▶ **Exercise objective**
Please convert the material below into a CSV with two columns, query_text and outline, so each text and its answer share one row and every text gets a row. Quote each field, replace line breaks with spaces, and leave the pictures out.

▶ **Outline labeling records**
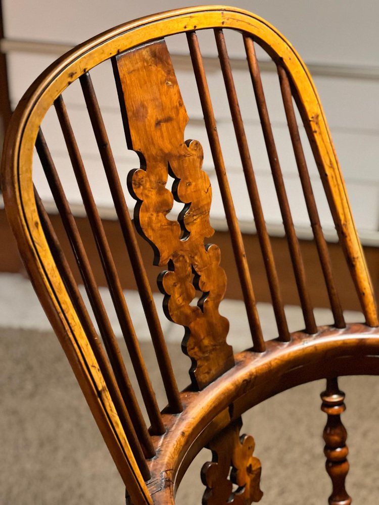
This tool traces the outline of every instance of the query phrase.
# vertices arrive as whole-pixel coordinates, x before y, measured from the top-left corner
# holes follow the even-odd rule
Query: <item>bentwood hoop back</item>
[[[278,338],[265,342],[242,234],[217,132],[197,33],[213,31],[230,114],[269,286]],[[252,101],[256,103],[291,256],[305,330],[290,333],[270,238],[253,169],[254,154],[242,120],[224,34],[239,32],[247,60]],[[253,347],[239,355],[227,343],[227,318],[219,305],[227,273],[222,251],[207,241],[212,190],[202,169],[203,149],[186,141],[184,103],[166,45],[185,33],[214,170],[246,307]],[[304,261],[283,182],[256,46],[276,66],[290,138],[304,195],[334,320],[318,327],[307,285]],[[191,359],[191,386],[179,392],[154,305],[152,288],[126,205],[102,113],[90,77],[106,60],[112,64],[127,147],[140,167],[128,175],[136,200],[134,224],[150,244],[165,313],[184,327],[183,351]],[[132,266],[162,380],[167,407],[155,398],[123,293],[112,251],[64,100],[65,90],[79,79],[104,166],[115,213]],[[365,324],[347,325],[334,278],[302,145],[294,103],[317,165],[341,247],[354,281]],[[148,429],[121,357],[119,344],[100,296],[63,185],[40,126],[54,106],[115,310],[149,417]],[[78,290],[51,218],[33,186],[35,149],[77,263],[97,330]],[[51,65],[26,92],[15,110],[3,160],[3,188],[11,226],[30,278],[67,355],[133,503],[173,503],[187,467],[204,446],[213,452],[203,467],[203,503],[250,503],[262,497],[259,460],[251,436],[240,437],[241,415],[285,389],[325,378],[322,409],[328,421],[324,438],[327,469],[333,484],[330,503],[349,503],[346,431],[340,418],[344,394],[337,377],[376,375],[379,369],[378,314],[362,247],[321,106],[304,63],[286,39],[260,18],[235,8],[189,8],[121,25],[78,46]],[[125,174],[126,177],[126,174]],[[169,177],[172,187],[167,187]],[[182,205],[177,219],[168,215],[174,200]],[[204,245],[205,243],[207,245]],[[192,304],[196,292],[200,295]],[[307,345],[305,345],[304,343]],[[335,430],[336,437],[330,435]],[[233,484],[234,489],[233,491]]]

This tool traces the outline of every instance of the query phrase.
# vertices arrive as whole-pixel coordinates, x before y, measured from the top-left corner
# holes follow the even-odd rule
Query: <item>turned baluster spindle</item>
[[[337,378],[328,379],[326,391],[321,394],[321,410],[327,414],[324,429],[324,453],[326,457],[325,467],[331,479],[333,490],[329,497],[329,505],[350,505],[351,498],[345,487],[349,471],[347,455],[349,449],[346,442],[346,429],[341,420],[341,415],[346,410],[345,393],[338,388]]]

▶ **Output for this exercise**
query_text,outline
"This tool traces the outline of every instance of the query phrase. # vertices arrive as whole-pixel coordinates, x before y, measured from the top-left corner # holes follow the even-odd rule Query: <item>bentwood hoop back</item>","[[[278,338],[265,342],[242,234],[217,132],[197,33],[213,31],[230,114],[269,286]],[[252,101],[256,103],[291,256],[305,330],[290,333],[270,238],[253,169],[254,154],[242,120],[224,34],[239,32],[247,60]],[[253,347],[239,355],[227,343],[227,318],[219,305],[227,273],[222,251],[207,241],[212,190],[202,169],[203,149],[186,141],[184,103],[166,45],[185,33],[214,170],[246,307]],[[304,261],[283,182],[256,46],[276,66],[290,138],[304,195],[334,320],[318,327],[307,285]],[[191,359],[191,386],[179,392],[154,305],[152,288],[126,205],[102,113],[90,77],[106,60],[112,64],[127,147],[140,167],[128,175],[136,200],[134,224],[150,244],[165,313],[184,327],[183,351]],[[132,266],[162,380],[167,407],[155,398],[123,293],[112,251],[64,100],[65,90],[79,79],[104,166],[115,213]],[[365,324],[347,325],[334,278],[302,145],[294,103],[317,165],[341,247],[354,281]],[[148,429],[121,357],[119,344],[100,296],[63,185],[40,126],[54,106],[115,310],[149,417]],[[78,290],[51,218],[33,186],[35,149],[77,263],[97,330]],[[51,65],[26,92],[15,110],[3,160],[3,188],[11,226],[30,278],[67,355],[133,503],[173,503],[187,467],[204,446],[213,452],[203,467],[203,503],[250,503],[262,497],[259,460],[251,436],[240,437],[241,415],[285,389],[325,378],[322,409],[328,421],[324,438],[327,469],[333,484],[330,503],[349,503],[346,431],[340,418],[344,394],[337,377],[376,375],[379,369],[378,314],[362,247],[321,106],[304,63],[286,39],[260,18],[235,8],[189,8],[121,25],[78,46]],[[125,174],[126,177],[126,174]],[[169,177],[172,187],[167,187]],[[182,205],[177,219],[168,215],[174,200]],[[204,245],[205,243],[207,245]],[[192,304],[196,292],[200,295]],[[307,345],[305,345],[304,343]],[[335,430],[336,437],[330,435]],[[233,484],[234,489],[233,491]]]"
"This tool traces the outline of every instance of the query phrase. # vertices arrive as whole-pixel coordinates, x before y, measured from the top-left corner # holes follow the even-odd rule Query: <item>turned baluster spindle</item>","[[[337,378],[328,379],[326,391],[321,394],[321,410],[327,414],[324,429],[324,453],[326,457],[325,467],[331,479],[333,490],[329,497],[329,505],[350,505],[351,498],[345,487],[349,471],[347,455],[349,449],[346,442],[346,429],[341,420],[341,415],[346,410],[345,393],[338,388]]]"